***** Document passage

In my twenty years of working in education technology around the world, I have become convinced of the compelling case for an “open operating system for education”. If digital tools of all sorts were able seamlessly to exchange data without human intervention, but according to clearly defined rules governing privacy and permissions, the potential would be hugely exciting. Public, not-for-profit and commercial players in the system could compete and collaborate on the basis of how well they improve teaching and learning, not their access to proprietary data. There would be room for many more experiments and innovations from large and small organisations, as an open source algorithm written in a back room could be compared to $100m interventions from mega-corporations. We would have a much better chance of knowing what worked, why, and in what context. Governments, administrators, teachers, learners and their parents could better control and analyse the data they create. The ecosystem could be fairer, more transparent and vibrant.

We’re certainly not at that point today. Such a system would rely on a set of comprehensive, widely adopted, open standards for how digital educational tools should interoperate. Vitally, these standards would have to be agnostic to commercial model or local cultural norms (for example, around privacy). They would necessarily support as many choices as can be thought of. Not because all choices are good choices in my or your opinion, but because decisions in the value-laden world of education are usually context-specific, culturally debatable, and often develop over time. Texas would make different choices to Turin or Tianjin, and these all need to be upheld.

There are a lot of standards out in the world, but they aren’t complete and they often focus on very specific American contexts. This isn’t the place to examine the alphabet soup of LTI, LRMI, SCORM, QTI, Caliper, OneRoster, ed-Fi and more, but suffice to say not all of the people developing all the standards talk to each other or have the resources to consider the world outside the USA. Additionally, the standards aren’t universally supported by tools and are sometimes resisted by vested interests. Indeed companies such as Clever are working to help sort out the spaghetti of proprietary systems by offering a (proprietary) interoperability layer. Plenty of data is being created by some fascinating organisations– from AltSchool to JISC to Zaya Learning – but their full potential is untapped.

For me, one issue now dominates whether or not we will make progress towards this open operating system. It is the role of the huge technology companies which are increasingly reaching into every part of our lives – Amazon, Apple, Google/Alphabet, Facebook, Microsoft, Alibaba, Tencent and Baidu.

The tech titans are on a mission in education. Google Classroom. Recently, Microsoft Classroom too. And Apple’s additions to iOS 9.3 so that it works better in schools. And Amazon’s recent release of Inspire. And Alibaba’s investment in TutorGroup. And a raft of other developments over the last few years as education technology has once again become a focus for investors, corporations and policymakers across the world.

Regrettably, these huge companies don’t seem to have considered some of the long-term consequences of their moves (or possibly don’t care about them). There is a clear and present risk that their actions will stifle innovation, create unintended controversy, and (most importantly) reduce the impact that we can all make as stakeholders in the world of learning.

**********
***** Dataset entries

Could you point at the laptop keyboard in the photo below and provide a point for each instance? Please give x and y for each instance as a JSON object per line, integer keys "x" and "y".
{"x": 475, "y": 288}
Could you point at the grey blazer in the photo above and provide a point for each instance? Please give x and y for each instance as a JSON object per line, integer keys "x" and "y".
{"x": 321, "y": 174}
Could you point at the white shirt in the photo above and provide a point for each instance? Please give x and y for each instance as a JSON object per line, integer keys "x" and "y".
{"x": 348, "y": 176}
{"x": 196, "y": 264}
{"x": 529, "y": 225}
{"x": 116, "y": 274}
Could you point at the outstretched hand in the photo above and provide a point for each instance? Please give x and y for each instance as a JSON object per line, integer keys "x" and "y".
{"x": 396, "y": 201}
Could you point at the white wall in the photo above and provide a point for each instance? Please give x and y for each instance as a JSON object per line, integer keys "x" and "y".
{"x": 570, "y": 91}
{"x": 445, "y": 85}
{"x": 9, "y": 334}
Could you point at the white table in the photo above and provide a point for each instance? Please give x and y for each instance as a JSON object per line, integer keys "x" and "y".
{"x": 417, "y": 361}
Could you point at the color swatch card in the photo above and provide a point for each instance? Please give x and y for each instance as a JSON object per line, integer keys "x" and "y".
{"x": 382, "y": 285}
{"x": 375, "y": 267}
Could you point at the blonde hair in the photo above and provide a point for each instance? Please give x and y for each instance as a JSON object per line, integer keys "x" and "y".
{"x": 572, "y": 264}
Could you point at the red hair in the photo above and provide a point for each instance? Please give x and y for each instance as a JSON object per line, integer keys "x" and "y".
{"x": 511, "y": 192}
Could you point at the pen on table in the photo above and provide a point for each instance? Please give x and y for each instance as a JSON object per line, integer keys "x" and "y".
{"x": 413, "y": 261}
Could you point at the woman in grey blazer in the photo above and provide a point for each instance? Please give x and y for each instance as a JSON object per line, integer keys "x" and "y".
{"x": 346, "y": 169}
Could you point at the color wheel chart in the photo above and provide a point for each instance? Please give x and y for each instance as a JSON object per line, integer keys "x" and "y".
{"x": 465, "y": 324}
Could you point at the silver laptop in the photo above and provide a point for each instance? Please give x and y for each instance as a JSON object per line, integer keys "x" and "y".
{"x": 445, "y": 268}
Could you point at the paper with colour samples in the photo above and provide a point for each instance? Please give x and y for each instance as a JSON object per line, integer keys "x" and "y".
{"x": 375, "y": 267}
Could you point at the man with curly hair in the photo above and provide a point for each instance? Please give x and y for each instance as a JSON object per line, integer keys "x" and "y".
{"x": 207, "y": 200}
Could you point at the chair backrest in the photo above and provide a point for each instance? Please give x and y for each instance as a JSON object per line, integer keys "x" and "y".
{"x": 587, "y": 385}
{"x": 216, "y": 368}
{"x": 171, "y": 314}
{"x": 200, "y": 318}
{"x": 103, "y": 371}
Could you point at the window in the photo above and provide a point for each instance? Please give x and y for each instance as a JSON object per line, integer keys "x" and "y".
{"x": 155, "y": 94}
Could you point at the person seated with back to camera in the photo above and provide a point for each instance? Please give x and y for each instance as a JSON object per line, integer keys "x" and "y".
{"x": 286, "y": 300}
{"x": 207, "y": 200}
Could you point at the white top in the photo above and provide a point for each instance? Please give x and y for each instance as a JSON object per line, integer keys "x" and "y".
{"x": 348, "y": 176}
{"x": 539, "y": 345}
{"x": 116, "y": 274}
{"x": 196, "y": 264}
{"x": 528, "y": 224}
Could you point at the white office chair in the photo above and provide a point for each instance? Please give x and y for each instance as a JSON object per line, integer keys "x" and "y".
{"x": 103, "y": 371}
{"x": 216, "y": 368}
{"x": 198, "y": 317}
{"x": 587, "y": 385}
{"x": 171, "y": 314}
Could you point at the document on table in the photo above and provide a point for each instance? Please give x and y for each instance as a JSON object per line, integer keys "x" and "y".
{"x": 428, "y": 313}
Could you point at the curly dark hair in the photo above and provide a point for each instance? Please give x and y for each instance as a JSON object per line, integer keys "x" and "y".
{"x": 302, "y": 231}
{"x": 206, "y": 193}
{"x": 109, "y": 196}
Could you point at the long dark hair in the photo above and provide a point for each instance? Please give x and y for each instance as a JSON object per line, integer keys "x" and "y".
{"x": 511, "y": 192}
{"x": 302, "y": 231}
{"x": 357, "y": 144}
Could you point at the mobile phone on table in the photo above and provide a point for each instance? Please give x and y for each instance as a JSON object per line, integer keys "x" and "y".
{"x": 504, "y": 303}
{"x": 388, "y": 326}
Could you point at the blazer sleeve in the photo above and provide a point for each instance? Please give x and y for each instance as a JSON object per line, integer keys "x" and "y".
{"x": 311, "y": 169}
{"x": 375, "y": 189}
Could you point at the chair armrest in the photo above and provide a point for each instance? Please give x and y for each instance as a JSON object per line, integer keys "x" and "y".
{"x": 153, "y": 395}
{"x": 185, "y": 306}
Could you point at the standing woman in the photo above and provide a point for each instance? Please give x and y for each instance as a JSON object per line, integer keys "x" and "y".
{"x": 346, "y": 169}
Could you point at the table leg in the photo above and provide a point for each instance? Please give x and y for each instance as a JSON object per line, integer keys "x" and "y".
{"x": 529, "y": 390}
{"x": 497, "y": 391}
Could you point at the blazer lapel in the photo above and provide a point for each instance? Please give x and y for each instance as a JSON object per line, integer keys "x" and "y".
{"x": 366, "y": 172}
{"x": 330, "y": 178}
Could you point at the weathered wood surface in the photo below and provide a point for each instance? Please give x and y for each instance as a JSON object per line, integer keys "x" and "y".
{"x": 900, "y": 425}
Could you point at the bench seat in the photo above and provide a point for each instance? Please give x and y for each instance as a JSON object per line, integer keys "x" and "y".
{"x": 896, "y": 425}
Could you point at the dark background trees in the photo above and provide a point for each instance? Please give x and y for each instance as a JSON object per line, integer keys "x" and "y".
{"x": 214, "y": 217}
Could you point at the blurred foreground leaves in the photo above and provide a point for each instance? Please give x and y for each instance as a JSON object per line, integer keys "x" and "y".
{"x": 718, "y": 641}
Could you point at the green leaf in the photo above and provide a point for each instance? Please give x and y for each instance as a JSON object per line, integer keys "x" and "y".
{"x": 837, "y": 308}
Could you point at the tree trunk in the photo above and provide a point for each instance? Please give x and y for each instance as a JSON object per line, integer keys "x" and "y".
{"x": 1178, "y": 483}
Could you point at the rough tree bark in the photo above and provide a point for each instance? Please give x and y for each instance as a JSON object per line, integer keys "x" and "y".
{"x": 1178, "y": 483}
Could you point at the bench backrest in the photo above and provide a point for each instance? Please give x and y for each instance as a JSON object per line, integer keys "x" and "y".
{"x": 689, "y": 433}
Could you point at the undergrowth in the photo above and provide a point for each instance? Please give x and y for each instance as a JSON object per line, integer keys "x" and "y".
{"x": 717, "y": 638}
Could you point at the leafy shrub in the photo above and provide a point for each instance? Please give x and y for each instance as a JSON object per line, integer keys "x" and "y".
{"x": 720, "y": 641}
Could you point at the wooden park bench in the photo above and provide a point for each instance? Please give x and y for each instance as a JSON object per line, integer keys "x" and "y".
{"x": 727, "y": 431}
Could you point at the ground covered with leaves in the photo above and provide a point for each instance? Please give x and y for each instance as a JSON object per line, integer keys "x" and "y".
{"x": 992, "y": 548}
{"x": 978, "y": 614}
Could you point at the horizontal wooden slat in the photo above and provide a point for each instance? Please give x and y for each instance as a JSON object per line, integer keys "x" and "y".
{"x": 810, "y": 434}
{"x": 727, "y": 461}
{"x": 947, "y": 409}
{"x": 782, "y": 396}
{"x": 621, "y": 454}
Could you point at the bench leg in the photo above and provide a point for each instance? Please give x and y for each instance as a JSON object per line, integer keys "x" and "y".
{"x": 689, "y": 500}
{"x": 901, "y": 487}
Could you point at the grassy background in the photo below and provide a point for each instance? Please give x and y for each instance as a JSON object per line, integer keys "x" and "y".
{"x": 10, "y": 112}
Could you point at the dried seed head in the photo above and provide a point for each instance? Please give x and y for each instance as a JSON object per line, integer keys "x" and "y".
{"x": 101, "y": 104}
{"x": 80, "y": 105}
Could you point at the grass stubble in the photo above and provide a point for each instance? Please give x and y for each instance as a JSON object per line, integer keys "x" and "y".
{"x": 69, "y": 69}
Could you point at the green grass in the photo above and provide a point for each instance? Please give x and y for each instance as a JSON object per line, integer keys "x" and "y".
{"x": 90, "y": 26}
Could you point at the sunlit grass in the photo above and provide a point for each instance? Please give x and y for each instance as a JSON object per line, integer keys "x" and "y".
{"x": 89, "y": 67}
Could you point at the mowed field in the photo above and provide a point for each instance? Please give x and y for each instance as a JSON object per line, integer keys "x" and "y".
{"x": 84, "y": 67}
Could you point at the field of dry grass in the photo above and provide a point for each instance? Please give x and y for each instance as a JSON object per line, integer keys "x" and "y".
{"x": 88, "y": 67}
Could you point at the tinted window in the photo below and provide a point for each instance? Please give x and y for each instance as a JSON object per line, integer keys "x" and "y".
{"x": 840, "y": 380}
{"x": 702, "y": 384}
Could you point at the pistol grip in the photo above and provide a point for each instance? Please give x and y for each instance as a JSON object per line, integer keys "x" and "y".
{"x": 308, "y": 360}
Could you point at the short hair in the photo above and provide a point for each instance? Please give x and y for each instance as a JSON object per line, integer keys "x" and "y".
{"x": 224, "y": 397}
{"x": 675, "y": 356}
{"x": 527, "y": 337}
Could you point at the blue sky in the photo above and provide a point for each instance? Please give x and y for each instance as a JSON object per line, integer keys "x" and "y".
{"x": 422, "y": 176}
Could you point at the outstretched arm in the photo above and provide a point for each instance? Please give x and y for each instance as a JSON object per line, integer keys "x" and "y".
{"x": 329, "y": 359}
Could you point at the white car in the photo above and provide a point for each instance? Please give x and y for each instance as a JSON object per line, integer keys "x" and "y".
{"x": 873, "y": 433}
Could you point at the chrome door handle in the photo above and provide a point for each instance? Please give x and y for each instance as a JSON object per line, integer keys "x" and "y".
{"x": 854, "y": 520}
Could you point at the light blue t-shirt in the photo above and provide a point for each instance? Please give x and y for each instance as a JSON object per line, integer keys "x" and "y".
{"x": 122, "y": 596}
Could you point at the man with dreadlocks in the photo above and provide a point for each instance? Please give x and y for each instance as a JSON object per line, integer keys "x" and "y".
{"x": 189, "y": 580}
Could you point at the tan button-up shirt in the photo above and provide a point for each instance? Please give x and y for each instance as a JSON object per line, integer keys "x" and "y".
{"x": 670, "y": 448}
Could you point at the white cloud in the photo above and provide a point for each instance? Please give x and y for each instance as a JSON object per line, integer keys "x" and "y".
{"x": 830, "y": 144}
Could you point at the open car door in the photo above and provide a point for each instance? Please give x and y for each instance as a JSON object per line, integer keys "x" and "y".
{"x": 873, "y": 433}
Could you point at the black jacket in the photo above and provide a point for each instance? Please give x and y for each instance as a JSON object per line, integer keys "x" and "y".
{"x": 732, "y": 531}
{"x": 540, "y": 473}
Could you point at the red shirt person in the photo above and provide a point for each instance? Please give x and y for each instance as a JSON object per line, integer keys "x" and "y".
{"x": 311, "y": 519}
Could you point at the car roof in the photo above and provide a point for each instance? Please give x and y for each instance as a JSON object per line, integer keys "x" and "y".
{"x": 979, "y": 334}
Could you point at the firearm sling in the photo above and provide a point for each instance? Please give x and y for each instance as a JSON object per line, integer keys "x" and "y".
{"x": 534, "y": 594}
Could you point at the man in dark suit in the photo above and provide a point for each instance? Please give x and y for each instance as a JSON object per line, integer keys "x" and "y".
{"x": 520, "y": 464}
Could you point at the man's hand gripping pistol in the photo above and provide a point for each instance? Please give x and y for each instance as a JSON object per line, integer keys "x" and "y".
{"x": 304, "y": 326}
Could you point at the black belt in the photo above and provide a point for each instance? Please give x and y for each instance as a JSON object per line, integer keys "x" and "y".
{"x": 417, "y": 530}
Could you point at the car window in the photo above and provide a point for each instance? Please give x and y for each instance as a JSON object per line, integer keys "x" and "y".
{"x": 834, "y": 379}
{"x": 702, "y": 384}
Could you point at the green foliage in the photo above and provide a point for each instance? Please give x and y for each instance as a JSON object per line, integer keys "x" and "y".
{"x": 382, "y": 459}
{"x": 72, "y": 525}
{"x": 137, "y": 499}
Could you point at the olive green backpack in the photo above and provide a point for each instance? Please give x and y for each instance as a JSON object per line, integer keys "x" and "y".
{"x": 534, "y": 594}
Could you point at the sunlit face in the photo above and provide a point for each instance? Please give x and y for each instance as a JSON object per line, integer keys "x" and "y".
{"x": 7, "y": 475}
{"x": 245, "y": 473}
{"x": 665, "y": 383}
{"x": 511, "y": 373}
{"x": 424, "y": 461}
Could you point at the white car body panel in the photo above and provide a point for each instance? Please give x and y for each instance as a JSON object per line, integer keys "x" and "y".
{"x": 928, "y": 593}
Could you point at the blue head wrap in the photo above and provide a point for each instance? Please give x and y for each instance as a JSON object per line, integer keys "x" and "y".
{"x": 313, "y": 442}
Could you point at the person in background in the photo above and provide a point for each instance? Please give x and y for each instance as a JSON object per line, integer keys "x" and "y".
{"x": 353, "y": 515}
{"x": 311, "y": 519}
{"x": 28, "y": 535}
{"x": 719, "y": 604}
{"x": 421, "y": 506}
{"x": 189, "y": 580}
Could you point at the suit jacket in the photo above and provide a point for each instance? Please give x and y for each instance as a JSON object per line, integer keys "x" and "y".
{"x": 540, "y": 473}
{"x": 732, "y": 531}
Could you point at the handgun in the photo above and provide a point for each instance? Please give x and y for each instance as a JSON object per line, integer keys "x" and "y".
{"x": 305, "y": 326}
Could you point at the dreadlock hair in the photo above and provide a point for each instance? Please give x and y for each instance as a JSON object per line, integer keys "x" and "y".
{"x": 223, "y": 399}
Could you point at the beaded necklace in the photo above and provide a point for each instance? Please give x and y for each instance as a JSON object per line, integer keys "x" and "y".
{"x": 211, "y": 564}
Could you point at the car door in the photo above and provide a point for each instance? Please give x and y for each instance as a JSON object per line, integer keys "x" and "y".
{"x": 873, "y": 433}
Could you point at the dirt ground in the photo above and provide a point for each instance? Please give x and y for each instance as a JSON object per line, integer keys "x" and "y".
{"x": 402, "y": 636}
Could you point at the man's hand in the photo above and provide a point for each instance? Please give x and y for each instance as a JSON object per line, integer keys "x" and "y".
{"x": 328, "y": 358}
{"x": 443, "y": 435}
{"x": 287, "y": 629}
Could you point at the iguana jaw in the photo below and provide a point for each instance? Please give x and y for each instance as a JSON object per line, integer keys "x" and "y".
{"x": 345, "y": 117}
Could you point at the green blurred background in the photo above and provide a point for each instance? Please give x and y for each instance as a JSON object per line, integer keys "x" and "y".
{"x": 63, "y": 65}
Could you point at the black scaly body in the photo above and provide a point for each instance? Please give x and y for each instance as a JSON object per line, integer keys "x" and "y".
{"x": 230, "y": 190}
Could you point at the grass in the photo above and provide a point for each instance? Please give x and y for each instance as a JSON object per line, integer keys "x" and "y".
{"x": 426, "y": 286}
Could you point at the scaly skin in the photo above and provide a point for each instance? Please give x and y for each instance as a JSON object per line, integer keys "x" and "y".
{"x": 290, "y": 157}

**********

Job 1: In the education technology essay, which company is named as offering a proprietary interoperability layer?
Job 2: Please pick up the education technology essay right after its final sentence and extend it by a few paragraphs.

Final answer 1: Clever

Final answer 2:
Some background. Taking just the US players, Alphabet/Google, Amazon, Apple, and Microsoft are each pursuing a “Trojan Horse” approach in the small-for-them global education market: they’re loss-leading in line with their wider strategies.

  • Google continues to improve the functionality of its free Classroom tool for schools, universities, teachers and students. Classroom is part of the Apps for Education suite and extends it so that users can not only send and receive email and work on documents together, but assign work to classes, collect students’ grades, and discuss homework. (In edtech jargon, it’s a free LMS). Chromebooks – which run a Google operating system – are now the bestselling devices to US schools, likely as they are cheap and easy to manage. They require a Google account. All of this pulls in data and users: Google’s raison d’être.
  • For many years, Microsoft has made Office free for schools and universities. They hope that this will ensure that people use their productivity tools out of habit and familiarity for the rest of their lives. Newly-launched Microsoft Classroom – very similar to Google’s offering, if a few years behind the curve – is part of free Office 365 for Education.
  • Apple is fundamentally a hardware-driven business. It likes to sell iThings and Macs and for people to become used to them (and so keep buying more hardware, apps and content). So, selling beautiful devices into education is good for Apple on all fronts – and if this requires some tweaks to iOS, so be it. Apple are even prepared quietly to purchase an edtech startup to further their strategy in education.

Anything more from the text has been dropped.